• Work to complete
Count the lines in the listing below that contain the word "woman". Reply with the number alone.

• Source data
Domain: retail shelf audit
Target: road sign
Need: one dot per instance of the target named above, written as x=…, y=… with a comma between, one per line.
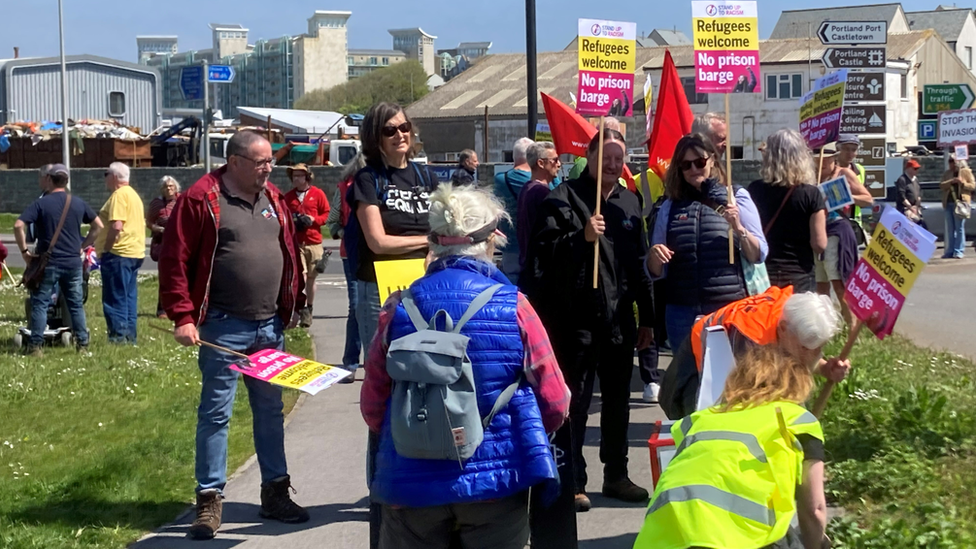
x=946, y=97
x=220, y=74
x=872, y=153
x=928, y=130
x=855, y=58
x=853, y=32
x=864, y=119
x=957, y=127
x=191, y=83
x=865, y=87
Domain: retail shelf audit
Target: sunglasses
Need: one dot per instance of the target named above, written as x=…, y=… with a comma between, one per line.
x=699, y=163
x=390, y=131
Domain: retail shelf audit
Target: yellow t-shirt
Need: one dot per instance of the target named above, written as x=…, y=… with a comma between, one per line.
x=124, y=205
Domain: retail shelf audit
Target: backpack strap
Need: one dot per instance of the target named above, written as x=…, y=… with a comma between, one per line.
x=480, y=301
x=503, y=399
x=406, y=297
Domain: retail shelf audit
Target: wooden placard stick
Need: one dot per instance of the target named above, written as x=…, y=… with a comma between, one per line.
x=599, y=198
x=821, y=402
x=728, y=179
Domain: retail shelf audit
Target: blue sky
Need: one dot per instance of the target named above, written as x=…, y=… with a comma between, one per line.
x=109, y=27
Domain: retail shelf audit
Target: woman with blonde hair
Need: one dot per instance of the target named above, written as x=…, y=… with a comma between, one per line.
x=160, y=209
x=515, y=377
x=746, y=466
x=690, y=239
x=792, y=211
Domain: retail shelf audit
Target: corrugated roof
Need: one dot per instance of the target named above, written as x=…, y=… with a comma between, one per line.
x=311, y=122
x=376, y=52
x=499, y=80
x=948, y=23
x=803, y=23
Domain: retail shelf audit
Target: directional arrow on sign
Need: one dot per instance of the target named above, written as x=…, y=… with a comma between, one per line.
x=946, y=97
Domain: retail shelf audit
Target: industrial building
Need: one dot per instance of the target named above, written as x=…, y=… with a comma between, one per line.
x=98, y=88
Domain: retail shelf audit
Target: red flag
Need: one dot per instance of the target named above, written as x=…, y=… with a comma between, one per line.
x=672, y=119
x=571, y=133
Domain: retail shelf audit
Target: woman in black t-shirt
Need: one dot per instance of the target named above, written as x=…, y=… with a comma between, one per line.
x=390, y=199
x=792, y=211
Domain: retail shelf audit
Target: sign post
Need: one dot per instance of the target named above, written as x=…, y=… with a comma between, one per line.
x=607, y=62
x=726, y=38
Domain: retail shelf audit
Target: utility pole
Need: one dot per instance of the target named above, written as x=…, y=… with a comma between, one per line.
x=531, y=85
x=65, y=148
x=206, y=117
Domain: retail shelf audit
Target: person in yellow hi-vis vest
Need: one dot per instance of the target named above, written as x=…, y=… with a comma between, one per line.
x=745, y=467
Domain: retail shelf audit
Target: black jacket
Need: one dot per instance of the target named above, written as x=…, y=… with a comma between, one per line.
x=558, y=272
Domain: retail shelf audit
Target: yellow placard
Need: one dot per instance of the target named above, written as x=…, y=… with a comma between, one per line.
x=893, y=260
x=397, y=274
x=607, y=55
x=300, y=374
x=726, y=33
x=828, y=99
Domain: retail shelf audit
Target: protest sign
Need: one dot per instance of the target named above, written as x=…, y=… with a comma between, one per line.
x=397, y=274
x=280, y=368
x=837, y=193
x=726, y=39
x=886, y=272
x=821, y=108
x=607, y=62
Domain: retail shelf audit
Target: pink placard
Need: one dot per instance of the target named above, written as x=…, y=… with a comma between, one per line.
x=727, y=72
x=873, y=300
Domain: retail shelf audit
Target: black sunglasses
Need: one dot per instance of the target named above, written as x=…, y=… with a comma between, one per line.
x=699, y=163
x=390, y=131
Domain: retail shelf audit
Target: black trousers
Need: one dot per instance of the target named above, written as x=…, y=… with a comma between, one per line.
x=583, y=355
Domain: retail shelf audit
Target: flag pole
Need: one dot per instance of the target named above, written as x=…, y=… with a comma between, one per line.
x=599, y=198
x=728, y=179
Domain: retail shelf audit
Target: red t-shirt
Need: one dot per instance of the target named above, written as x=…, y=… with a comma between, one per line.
x=314, y=204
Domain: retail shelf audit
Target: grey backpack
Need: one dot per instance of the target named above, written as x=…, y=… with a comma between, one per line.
x=434, y=407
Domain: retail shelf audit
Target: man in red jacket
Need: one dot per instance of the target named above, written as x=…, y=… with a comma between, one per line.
x=310, y=209
x=228, y=275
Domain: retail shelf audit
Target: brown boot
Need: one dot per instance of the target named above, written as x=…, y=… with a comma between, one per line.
x=209, y=508
x=276, y=503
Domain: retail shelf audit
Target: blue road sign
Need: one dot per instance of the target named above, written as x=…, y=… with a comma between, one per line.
x=223, y=74
x=927, y=130
x=191, y=83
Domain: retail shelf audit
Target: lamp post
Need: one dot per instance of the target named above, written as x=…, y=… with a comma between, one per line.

• Written solution
2